JOB » Copy out, unchanged, the lines of the listing below between the line holding "Guideline reminder: even if the pink fleece wrap" and the line holding "[472,106,866,794]", inclusive.

STORED ROWS »
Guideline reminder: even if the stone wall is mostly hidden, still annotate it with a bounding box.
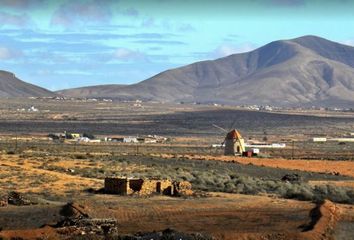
[104,178,129,195]
[0,194,9,207]
[105,178,192,196]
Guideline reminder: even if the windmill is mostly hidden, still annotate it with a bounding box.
[213,122,246,156]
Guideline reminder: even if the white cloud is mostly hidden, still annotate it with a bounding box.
[113,48,148,62]
[0,47,22,60]
[341,39,354,47]
[51,0,112,28]
[0,12,33,28]
[211,43,256,58]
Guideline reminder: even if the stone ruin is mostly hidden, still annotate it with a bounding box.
[0,192,36,207]
[0,194,9,207]
[52,203,118,236]
[104,177,193,196]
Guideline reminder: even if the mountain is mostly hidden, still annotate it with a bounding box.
[0,71,56,98]
[59,36,354,106]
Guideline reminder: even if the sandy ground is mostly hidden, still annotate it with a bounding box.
[152,154,354,177]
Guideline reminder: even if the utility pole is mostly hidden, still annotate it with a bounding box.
[15,131,17,152]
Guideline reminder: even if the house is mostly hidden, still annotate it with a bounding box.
[104,177,193,196]
[224,129,246,156]
[123,137,139,143]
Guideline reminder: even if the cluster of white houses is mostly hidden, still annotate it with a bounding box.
[48,131,167,143]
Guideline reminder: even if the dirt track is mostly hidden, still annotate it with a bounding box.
[153,154,354,177]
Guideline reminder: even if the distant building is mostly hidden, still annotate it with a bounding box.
[224,129,246,156]
[104,177,193,196]
[312,137,327,142]
[123,137,139,143]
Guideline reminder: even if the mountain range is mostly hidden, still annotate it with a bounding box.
[0,71,56,98]
[0,36,354,106]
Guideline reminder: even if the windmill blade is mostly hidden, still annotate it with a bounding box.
[229,120,237,131]
[212,124,228,133]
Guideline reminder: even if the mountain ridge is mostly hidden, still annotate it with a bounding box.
[0,70,57,98]
[59,35,354,106]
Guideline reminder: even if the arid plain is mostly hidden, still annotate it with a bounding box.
[0,99,354,239]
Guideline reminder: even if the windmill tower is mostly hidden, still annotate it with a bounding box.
[213,123,246,156]
[224,129,246,156]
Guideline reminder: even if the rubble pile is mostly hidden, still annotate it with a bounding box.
[281,173,302,183]
[54,203,118,236]
[8,192,32,206]
[0,194,8,207]
[0,192,37,207]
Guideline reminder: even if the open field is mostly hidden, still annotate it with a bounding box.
[0,100,354,239]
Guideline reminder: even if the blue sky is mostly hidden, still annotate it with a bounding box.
[0,0,354,90]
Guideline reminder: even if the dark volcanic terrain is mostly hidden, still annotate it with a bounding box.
[59,36,354,106]
[0,71,56,98]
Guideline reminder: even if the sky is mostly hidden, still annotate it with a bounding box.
[0,0,354,90]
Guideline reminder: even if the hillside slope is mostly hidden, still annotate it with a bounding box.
[0,71,56,98]
[56,36,354,106]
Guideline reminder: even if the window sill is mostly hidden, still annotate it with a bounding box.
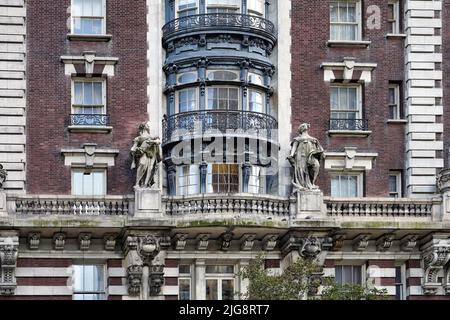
[67,33,112,42]
[387,119,408,124]
[328,130,372,137]
[68,126,113,133]
[386,33,406,39]
[327,40,372,48]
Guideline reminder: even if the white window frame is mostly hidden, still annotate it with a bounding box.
[71,168,108,197]
[176,164,201,196]
[70,0,107,36]
[71,77,107,114]
[175,87,200,114]
[389,170,403,198]
[388,0,400,34]
[388,83,401,120]
[330,84,363,120]
[205,85,242,111]
[334,261,367,285]
[205,264,237,301]
[72,261,108,300]
[175,0,200,19]
[329,0,362,42]
[330,171,364,198]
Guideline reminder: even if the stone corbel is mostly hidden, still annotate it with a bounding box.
[421,235,450,295]
[353,234,370,251]
[0,233,19,296]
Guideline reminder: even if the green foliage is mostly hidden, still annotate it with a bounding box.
[240,255,387,300]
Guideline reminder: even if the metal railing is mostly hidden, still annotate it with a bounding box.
[70,113,109,126]
[330,119,369,131]
[163,110,278,144]
[163,13,275,38]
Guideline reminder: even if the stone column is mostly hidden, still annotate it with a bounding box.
[194,259,206,300]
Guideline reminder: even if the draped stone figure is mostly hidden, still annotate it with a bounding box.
[287,123,325,193]
[130,123,162,188]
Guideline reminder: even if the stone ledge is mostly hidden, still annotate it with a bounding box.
[327,40,372,48]
[67,33,112,42]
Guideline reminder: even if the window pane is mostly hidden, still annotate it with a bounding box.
[222,280,234,300]
[178,279,191,300]
[206,279,218,300]
[92,0,103,17]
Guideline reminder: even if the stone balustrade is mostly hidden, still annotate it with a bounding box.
[324,197,441,218]
[163,194,290,218]
[7,195,134,216]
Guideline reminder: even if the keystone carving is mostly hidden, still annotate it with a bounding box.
[127,265,142,296]
[0,164,8,189]
[0,236,19,295]
[28,232,41,250]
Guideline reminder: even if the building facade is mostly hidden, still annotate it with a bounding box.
[0,0,450,300]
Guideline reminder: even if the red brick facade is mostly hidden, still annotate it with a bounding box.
[291,0,405,196]
[27,0,148,194]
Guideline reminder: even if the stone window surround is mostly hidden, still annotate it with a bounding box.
[61,143,120,169]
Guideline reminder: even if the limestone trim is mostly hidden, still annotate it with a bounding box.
[320,57,377,83]
[325,147,378,171]
[61,143,120,168]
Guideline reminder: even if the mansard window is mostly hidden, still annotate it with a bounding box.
[330,0,361,41]
[72,0,106,35]
[389,171,402,198]
[178,88,198,113]
[389,84,401,120]
[207,87,239,110]
[178,265,192,300]
[247,0,266,17]
[206,164,241,193]
[72,79,106,120]
[208,70,239,81]
[330,85,362,130]
[331,173,363,198]
[73,264,106,300]
[248,89,266,113]
[177,0,198,18]
[388,1,400,34]
[72,169,106,196]
[335,265,362,285]
[178,72,198,84]
[206,0,241,13]
[177,165,200,196]
[206,266,234,300]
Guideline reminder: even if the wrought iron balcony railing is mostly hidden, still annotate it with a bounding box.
[330,119,369,131]
[163,110,278,144]
[163,13,276,40]
[70,113,109,126]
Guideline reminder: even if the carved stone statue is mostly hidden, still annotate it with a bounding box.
[287,123,325,193]
[0,164,8,189]
[130,123,162,188]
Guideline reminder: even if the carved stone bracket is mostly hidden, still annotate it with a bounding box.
[0,234,19,295]
[149,265,164,296]
[422,235,450,295]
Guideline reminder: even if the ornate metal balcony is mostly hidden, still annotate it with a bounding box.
[330,119,369,131]
[163,13,276,41]
[163,110,278,144]
[70,113,109,126]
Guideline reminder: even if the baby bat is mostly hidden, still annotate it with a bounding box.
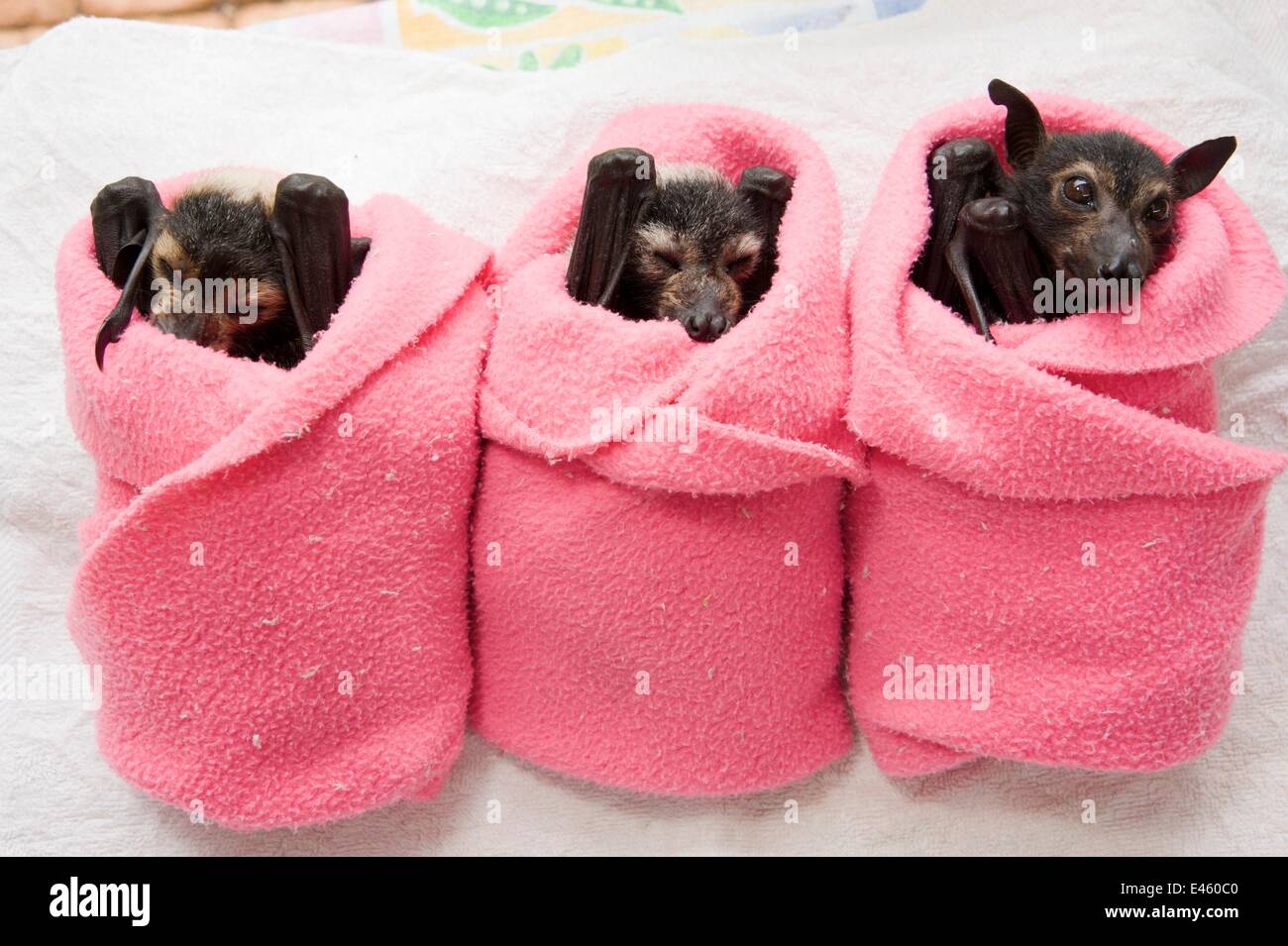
[568,148,793,341]
[90,168,370,368]
[913,78,1235,340]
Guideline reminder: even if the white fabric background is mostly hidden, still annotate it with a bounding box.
[0,0,1288,855]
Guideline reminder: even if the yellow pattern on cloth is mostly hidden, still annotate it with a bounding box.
[246,0,924,72]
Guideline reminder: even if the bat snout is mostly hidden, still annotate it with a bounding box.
[675,292,737,341]
[1096,254,1145,279]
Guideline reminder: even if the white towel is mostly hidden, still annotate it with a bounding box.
[0,0,1288,855]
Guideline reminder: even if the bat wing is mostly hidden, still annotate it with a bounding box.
[269,173,358,352]
[568,148,657,308]
[89,177,164,370]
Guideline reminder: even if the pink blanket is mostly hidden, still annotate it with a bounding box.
[472,106,862,794]
[58,181,490,827]
[847,98,1285,776]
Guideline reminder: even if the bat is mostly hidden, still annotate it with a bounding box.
[913,78,1236,341]
[567,148,793,341]
[90,168,371,369]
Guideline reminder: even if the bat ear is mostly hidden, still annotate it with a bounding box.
[90,177,164,370]
[1167,137,1237,201]
[988,78,1047,168]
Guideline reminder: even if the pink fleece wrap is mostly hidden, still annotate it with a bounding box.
[472,106,864,794]
[847,96,1285,776]
[58,180,489,827]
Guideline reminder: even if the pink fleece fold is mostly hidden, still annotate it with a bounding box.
[58,177,489,829]
[847,96,1285,776]
[472,106,866,794]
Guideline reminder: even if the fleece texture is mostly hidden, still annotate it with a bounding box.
[472,106,864,794]
[847,96,1285,776]
[56,179,490,829]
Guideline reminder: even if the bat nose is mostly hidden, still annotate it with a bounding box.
[1096,254,1143,279]
[680,296,729,341]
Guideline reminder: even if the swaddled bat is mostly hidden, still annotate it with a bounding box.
[90,168,370,369]
[913,78,1235,340]
[568,148,793,341]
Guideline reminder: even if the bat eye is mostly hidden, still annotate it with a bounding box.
[653,250,680,269]
[1145,197,1172,224]
[1064,177,1096,206]
[725,254,756,279]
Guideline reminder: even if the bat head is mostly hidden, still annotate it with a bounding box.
[618,163,772,341]
[141,171,303,367]
[988,78,1235,280]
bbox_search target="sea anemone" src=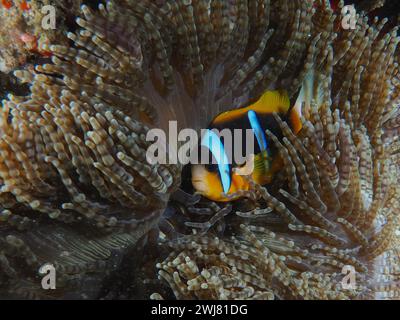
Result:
[0,0,400,299]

RESULT FOR THIS TASK »
Guideline reminder: even if the pink fleece wrap is mostly hidden, still annotate it with a bounding box.
[472,106,864,794]
[847,96,1285,776]
[58,180,489,827]
Guideline reminder: even if the pink fleece fold is mostly hidden, still annotate it with a bounding box.
[58,177,489,829]
[847,96,1285,776]
[472,106,866,794]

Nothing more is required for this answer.